- **SUPPLIED RECORDS**:
* * *

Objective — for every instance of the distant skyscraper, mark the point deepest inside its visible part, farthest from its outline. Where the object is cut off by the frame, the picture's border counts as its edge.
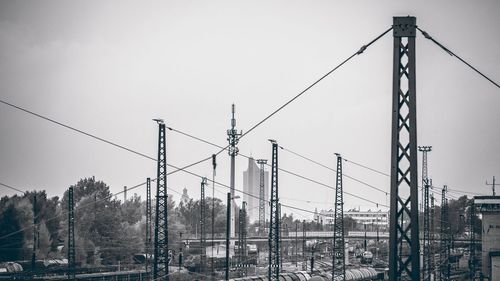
(251, 185)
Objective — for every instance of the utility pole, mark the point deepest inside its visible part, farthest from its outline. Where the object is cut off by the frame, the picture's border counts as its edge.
(203, 234)
(233, 137)
(432, 232)
(472, 244)
(228, 231)
(161, 256)
(242, 239)
(149, 239)
(304, 244)
(338, 227)
(33, 256)
(492, 186)
(274, 221)
(214, 166)
(425, 198)
(296, 243)
(262, 206)
(71, 235)
(404, 258)
(444, 256)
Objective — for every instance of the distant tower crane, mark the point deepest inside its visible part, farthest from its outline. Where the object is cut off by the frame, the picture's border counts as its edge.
(427, 238)
(149, 216)
(274, 222)
(444, 256)
(338, 227)
(161, 256)
(203, 232)
(262, 202)
(71, 235)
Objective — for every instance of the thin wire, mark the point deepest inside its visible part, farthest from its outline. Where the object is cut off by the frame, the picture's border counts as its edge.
(427, 36)
(289, 172)
(331, 169)
(13, 188)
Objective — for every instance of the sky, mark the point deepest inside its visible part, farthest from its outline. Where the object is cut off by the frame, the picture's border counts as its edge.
(110, 67)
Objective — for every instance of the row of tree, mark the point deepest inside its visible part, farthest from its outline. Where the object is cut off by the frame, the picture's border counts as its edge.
(108, 231)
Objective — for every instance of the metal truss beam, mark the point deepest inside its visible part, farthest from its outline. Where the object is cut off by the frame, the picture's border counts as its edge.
(404, 262)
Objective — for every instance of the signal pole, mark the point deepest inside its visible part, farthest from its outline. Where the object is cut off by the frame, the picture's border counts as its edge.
(444, 256)
(425, 187)
(233, 137)
(203, 234)
(338, 227)
(492, 186)
(149, 239)
(214, 166)
(262, 206)
(404, 258)
(71, 235)
(161, 256)
(33, 256)
(274, 224)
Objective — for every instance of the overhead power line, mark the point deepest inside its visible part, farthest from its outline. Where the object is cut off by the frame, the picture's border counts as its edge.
(427, 36)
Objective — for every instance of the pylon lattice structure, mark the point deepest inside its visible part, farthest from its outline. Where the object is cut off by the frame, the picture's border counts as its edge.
(338, 227)
(233, 137)
(432, 232)
(426, 270)
(149, 226)
(274, 224)
(71, 235)
(472, 244)
(161, 256)
(242, 239)
(203, 231)
(444, 255)
(262, 202)
(404, 262)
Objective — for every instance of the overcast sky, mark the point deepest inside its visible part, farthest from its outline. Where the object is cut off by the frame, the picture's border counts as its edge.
(109, 67)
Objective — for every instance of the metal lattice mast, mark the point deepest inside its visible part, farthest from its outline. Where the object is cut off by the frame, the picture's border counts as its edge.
(160, 267)
(262, 206)
(432, 232)
(444, 255)
(242, 239)
(338, 227)
(427, 239)
(233, 137)
(203, 231)
(71, 235)
(472, 244)
(404, 261)
(149, 239)
(274, 230)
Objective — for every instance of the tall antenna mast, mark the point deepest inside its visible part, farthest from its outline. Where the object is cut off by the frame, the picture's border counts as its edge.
(338, 227)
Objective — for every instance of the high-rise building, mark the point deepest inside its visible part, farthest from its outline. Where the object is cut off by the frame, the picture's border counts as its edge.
(251, 185)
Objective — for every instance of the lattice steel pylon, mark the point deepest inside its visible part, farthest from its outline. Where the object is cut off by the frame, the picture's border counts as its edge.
(160, 267)
(432, 232)
(444, 255)
(71, 235)
(274, 224)
(203, 231)
(262, 201)
(472, 244)
(242, 239)
(149, 236)
(404, 261)
(426, 270)
(338, 227)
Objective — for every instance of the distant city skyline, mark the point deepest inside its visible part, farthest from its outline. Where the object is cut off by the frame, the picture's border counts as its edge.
(109, 68)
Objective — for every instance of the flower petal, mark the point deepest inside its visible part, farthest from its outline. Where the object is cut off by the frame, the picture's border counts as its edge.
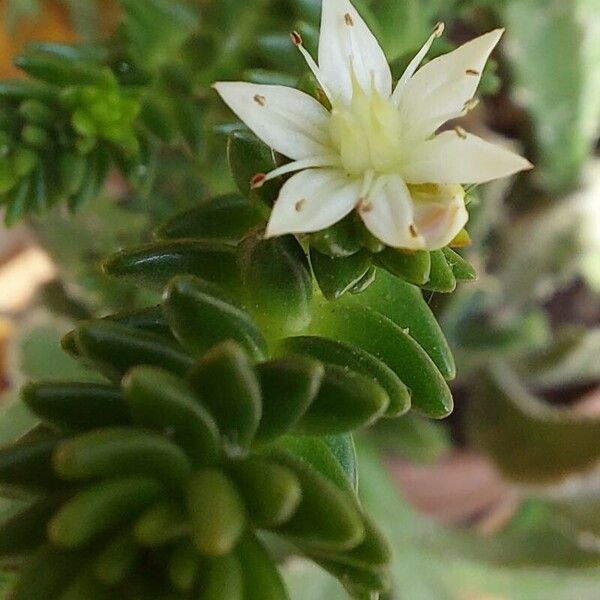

* * *

- **TASK INSTRUCTIONS**: Rewrite the records starting at the line that contains "Objective — for every instance of the distant city" and ending at the end of the records, with "flower petal" changed to "fallen leaf" and nothing else altered. Leave the picture out.

- **WRITTEN SOLUTION**:
Objective — for every instance of the distant city skyline, mark the point deepest inside its visible part, farthest from its outline. Where the object is cut off by the frame, the picture's border counts as its edge.
(109, 68)
Objective — for every instance of the fallen leaf, mark the point deepest inside its visible part, farthest from its outline. Where the object is cut off by the frame, the picture's border counts as its edge.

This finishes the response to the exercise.